--- Stated goal ---
Pick out each line of the material that contains the word "girl" and copy those lines.

'''

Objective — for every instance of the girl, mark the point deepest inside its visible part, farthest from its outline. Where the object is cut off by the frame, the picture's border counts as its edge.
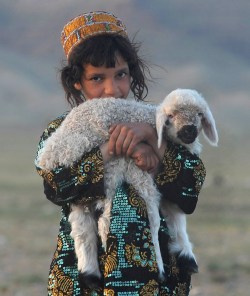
(102, 62)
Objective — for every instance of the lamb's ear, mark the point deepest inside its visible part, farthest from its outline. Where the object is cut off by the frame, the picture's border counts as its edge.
(161, 118)
(209, 128)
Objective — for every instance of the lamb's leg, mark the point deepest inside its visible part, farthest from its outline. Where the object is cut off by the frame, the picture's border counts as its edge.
(84, 233)
(180, 244)
(104, 222)
(146, 188)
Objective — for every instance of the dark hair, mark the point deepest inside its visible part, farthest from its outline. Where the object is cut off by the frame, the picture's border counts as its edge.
(102, 50)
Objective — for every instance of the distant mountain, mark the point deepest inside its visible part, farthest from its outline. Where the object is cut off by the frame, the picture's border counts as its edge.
(198, 44)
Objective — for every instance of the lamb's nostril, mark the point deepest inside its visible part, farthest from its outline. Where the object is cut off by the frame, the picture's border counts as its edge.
(188, 133)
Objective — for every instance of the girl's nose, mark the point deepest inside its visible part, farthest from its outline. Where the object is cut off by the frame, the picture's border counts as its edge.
(110, 88)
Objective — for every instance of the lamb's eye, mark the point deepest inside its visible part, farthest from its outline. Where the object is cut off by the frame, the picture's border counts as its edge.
(167, 122)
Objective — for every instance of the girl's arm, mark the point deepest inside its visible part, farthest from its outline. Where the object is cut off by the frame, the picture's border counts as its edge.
(82, 182)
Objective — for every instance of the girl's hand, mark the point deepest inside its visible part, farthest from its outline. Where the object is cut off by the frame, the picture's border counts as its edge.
(124, 137)
(145, 158)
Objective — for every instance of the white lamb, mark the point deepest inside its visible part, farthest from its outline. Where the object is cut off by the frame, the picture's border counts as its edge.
(180, 117)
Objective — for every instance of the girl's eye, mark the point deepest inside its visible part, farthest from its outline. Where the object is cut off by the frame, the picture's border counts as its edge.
(122, 74)
(96, 78)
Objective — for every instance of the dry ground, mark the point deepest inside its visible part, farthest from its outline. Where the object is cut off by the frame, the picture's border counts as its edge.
(219, 229)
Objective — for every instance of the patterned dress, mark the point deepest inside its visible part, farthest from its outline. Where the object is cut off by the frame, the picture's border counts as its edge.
(129, 264)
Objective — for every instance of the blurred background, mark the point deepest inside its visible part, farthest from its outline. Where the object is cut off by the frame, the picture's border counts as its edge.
(204, 45)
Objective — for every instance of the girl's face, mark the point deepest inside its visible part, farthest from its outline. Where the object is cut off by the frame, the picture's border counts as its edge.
(103, 82)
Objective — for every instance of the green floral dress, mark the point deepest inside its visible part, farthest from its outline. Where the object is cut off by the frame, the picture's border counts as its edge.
(129, 263)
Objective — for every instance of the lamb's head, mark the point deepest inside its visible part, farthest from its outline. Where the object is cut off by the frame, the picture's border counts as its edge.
(183, 114)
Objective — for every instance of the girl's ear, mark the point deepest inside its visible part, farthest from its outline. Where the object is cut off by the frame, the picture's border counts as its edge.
(209, 128)
(78, 86)
(161, 118)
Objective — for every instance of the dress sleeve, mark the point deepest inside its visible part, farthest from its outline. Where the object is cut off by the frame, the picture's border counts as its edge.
(82, 182)
(181, 177)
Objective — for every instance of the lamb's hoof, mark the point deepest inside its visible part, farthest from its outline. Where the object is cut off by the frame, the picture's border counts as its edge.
(162, 278)
(187, 264)
(91, 281)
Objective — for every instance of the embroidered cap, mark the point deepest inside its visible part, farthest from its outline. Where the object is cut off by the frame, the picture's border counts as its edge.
(87, 25)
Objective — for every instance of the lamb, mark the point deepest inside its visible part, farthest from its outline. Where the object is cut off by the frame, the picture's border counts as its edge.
(180, 117)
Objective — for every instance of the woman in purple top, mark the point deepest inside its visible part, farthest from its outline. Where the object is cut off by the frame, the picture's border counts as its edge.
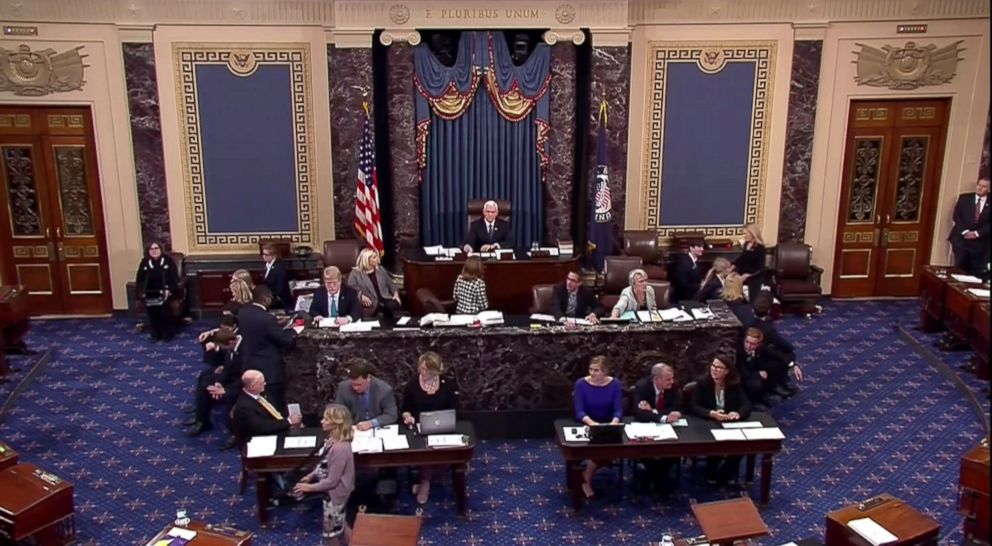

'''

--- Exercise result ---
Objective — for every instance of the girl, mark the point deepest inside its visible part, farthest from its outline. Where the object is cut off by the frame, the picture's border counts as its edge.
Objective — for every instance of the girl's nose, mark the point deepest inside its visible part, farthest from its outline. Where the object is cut off by the frame, the picture's border counts as its edge.
Objective — for every instance of the girl's arm, mark the point deepest inside its visible part, farthest from its outline. Where the object is cut off by the frame, the picture's border counts as its edge.
Objective — for every instance of the girl's hand, mark the point deepest inside its visible part, farthest from its outline. Where the object is cut off by the frame, the picture's border counts as its edge.
Objective — for every instance of the girl's eye, mark the point deepest inside its visible part, farthest from its outline. Where the object is cut off by the frame, the picture's border counts as its edge.
Objective — for every instance of the girl's face, mark the point deepest inside its visible part, farthest from its outline. Where the object is cut off by the frame, the picture's border counts as its edge.
Objective — for every instance of the girl's ear, mark the point deepest inside its visible part, farthest from its outline. Where the object is cut off by the frame, the picture's border counts as its edge.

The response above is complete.